> **Required work**
Select each line in the entries below that contains the word "foal", and copy those lines.

— start of Listed entries —

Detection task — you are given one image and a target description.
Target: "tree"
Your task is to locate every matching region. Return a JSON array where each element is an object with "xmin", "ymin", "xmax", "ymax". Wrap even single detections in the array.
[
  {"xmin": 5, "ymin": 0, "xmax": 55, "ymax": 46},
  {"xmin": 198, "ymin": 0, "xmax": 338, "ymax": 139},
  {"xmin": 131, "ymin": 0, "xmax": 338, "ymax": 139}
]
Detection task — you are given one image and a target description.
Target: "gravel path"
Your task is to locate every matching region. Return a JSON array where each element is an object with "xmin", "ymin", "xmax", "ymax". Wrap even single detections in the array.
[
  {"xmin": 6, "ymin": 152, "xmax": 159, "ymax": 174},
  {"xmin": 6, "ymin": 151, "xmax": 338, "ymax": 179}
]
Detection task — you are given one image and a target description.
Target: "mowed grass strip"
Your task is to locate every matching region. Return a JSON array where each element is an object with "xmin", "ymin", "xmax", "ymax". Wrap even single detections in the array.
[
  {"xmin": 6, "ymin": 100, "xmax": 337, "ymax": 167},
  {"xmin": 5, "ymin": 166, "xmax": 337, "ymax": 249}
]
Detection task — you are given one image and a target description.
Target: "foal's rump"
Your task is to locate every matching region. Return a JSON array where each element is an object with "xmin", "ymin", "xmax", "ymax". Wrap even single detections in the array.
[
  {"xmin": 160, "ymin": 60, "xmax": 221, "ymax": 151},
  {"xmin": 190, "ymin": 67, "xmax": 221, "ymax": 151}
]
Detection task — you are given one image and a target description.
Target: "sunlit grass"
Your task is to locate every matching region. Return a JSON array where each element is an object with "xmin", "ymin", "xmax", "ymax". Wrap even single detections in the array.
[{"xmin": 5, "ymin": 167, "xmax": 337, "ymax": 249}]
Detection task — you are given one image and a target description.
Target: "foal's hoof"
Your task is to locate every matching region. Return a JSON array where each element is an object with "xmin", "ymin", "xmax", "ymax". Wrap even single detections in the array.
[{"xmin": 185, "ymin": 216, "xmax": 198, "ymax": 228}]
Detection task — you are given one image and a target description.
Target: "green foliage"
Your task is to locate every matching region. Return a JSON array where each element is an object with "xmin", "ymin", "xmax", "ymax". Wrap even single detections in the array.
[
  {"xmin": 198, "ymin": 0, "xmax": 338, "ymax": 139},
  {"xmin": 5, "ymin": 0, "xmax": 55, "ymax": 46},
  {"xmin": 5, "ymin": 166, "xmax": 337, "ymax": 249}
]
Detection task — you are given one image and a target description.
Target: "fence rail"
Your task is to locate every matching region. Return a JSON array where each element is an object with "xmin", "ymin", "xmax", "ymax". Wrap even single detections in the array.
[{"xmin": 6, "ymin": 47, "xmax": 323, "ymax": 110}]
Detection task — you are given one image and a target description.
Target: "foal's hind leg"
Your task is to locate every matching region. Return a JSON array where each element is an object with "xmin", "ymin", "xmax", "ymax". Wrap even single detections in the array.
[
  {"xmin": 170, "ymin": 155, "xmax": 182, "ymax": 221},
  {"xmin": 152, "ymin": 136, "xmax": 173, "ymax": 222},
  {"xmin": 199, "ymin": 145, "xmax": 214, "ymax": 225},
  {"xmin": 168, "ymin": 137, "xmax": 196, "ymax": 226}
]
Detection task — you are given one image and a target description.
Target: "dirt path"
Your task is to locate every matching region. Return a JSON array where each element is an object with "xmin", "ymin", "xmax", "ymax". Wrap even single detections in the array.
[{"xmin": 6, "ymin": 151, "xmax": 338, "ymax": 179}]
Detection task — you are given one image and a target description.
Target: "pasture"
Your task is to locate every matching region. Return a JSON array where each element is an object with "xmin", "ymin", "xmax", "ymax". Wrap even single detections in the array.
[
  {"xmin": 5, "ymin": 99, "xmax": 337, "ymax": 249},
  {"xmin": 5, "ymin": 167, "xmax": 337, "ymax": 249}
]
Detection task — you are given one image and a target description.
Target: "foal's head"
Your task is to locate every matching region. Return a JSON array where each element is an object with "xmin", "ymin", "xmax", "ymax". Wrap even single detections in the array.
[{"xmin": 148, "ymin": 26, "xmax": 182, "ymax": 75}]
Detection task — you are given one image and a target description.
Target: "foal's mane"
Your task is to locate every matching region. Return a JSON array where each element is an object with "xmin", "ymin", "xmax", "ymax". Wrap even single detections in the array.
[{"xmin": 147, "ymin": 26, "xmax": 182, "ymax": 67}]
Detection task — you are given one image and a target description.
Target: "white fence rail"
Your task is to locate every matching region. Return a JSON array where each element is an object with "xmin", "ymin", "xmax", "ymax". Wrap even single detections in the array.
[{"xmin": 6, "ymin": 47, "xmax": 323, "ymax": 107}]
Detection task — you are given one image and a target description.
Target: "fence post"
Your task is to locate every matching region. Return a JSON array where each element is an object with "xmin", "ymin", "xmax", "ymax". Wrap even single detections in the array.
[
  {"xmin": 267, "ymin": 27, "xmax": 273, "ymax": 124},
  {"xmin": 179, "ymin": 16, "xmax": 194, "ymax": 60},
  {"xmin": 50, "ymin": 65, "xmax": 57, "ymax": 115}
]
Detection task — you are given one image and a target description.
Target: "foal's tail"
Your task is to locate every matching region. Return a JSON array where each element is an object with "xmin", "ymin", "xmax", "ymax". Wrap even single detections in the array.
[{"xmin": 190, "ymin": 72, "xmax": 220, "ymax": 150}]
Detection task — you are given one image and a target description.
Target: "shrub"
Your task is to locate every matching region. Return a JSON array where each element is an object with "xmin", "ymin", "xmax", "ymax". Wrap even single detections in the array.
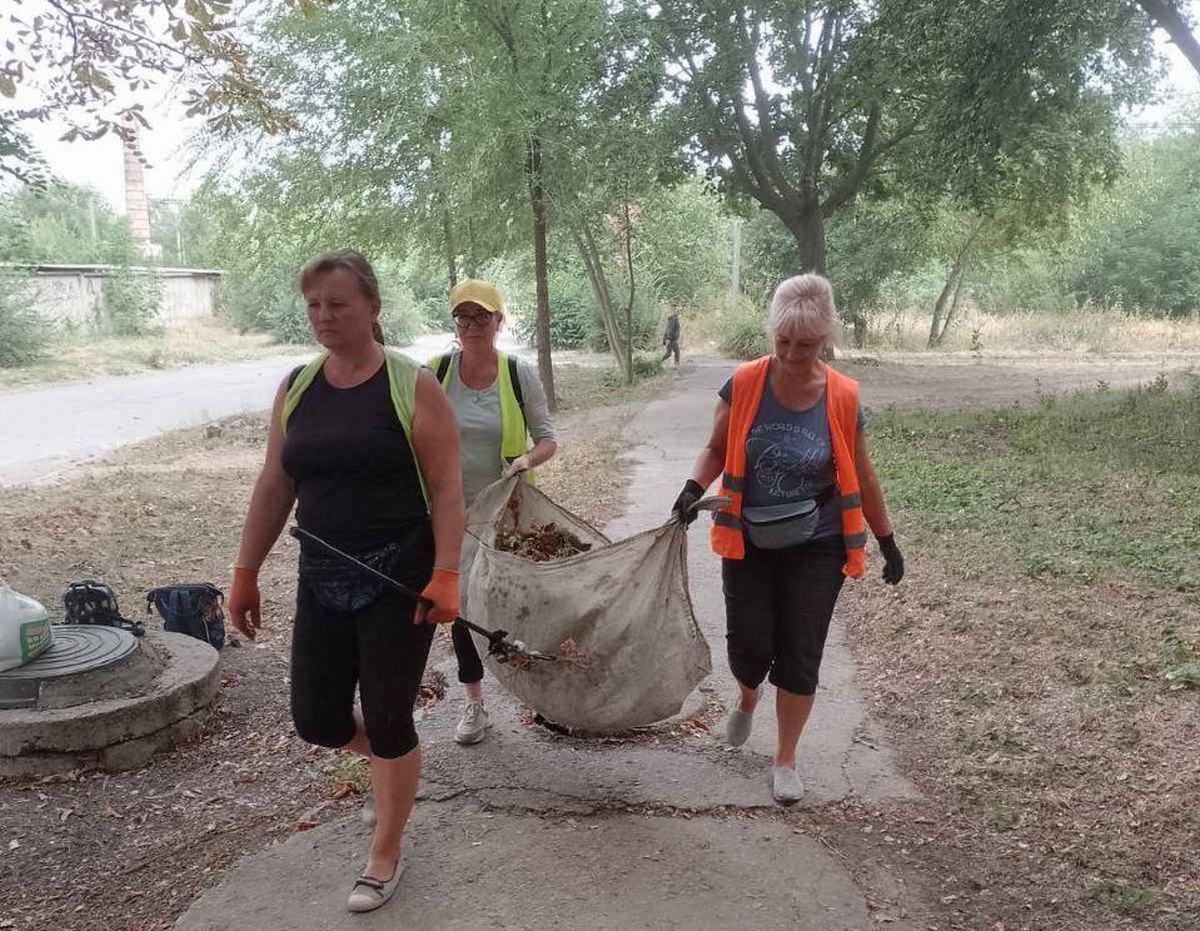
[
  {"xmin": 718, "ymin": 301, "xmax": 770, "ymax": 359},
  {"xmin": 97, "ymin": 269, "xmax": 162, "ymax": 336},
  {"xmin": 0, "ymin": 275, "xmax": 53, "ymax": 368}
]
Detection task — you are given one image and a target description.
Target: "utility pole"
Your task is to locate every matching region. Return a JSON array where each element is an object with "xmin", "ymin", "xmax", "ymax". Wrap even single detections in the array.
[{"xmin": 730, "ymin": 217, "xmax": 742, "ymax": 310}]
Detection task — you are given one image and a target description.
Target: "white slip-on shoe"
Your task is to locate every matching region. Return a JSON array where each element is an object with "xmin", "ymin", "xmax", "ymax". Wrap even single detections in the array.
[
  {"xmin": 454, "ymin": 698, "xmax": 487, "ymax": 744},
  {"xmin": 346, "ymin": 857, "xmax": 404, "ymax": 912},
  {"xmin": 770, "ymin": 767, "xmax": 804, "ymax": 805}
]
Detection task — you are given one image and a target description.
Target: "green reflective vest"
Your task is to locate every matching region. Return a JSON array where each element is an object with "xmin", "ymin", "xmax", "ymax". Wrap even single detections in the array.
[
  {"xmin": 280, "ymin": 348, "xmax": 430, "ymax": 506},
  {"xmin": 430, "ymin": 349, "xmax": 534, "ymax": 482}
]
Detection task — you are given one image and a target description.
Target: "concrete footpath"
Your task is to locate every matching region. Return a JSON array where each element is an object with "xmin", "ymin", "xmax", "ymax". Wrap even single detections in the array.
[{"xmin": 176, "ymin": 365, "xmax": 919, "ymax": 931}]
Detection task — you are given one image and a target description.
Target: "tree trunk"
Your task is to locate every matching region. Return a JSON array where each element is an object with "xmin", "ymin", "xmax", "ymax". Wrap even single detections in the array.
[
  {"xmin": 925, "ymin": 217, "xmax": 984, "ymax": 349},
  {"xmin": 786, "ymin": 200, "xmax": 826, "ymax": 275},
  {"xmin": 622, "ymin": 194, "xmax": 636, "ymax": 385},
  {"xmin": 925, "ymin": 268, "xmax": 961, "ymax": 349},
  {"xmin": 442, "ymin": 209, "xmax": 458, "ymax": 288},
  {"xmin": 937, "ymin": 262, "xmax": 967, "ymax": 346},
  {"xmin": 574, "ymin": 224, "xmax": 625, "ymax": 376},
  {"xmin": 527, "ymin": 133, "xmax": 558, "ymax": 410},
  {"xmin": 463, "ymin": 220, "xmax": 479, "ymax": 278}
]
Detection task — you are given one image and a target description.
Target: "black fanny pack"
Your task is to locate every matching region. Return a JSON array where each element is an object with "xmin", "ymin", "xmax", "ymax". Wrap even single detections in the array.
[
  {"xmin": 742, "ymin": 486, "xmax": 838, "ymax": 549},
  {"xmin": 300, "ymin": 543, "xmax": 410, "ymax": 614}
]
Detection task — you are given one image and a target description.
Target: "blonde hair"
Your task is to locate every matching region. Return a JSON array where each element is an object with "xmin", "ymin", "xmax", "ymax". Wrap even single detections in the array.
[
  {"xmin": 300, "ymin": 248, "xmax": 384, "ymax": 346},
  {"xmin": 767, "ymin": 275, "xmax": 838, "ymax": 341}
]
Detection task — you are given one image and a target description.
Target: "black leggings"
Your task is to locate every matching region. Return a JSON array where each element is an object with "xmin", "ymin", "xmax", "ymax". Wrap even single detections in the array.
[
  {"xmin": 721, "ymin": 536, "xmax": 846, "ymax": 695},
  {"xmin": 450, "ymin": 624, "xmax": 484, "ymax": 685},
  {"xmin": 292, "ymin": 541, "xmax": 433, "ymax": 759}
]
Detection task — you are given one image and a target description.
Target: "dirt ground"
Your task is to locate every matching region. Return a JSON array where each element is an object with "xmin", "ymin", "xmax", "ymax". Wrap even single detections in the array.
[{"xmin": 0, "ymin": 359, "xmax": 1196, "ymax": 931}]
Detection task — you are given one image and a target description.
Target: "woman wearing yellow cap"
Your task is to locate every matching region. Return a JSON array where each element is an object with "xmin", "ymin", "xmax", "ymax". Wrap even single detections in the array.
[{"xmin": 430, "ymin": 278, "xmax": 557, "ymax": 744}]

— end of Listed entries —

> **Answer to this problem**
Target: "foal's rump"
Target: "foal's hoof"
Target: "foal's hind leg"
Target: "foal's head"
Target: "foal's mane"
Target: "foal's tail"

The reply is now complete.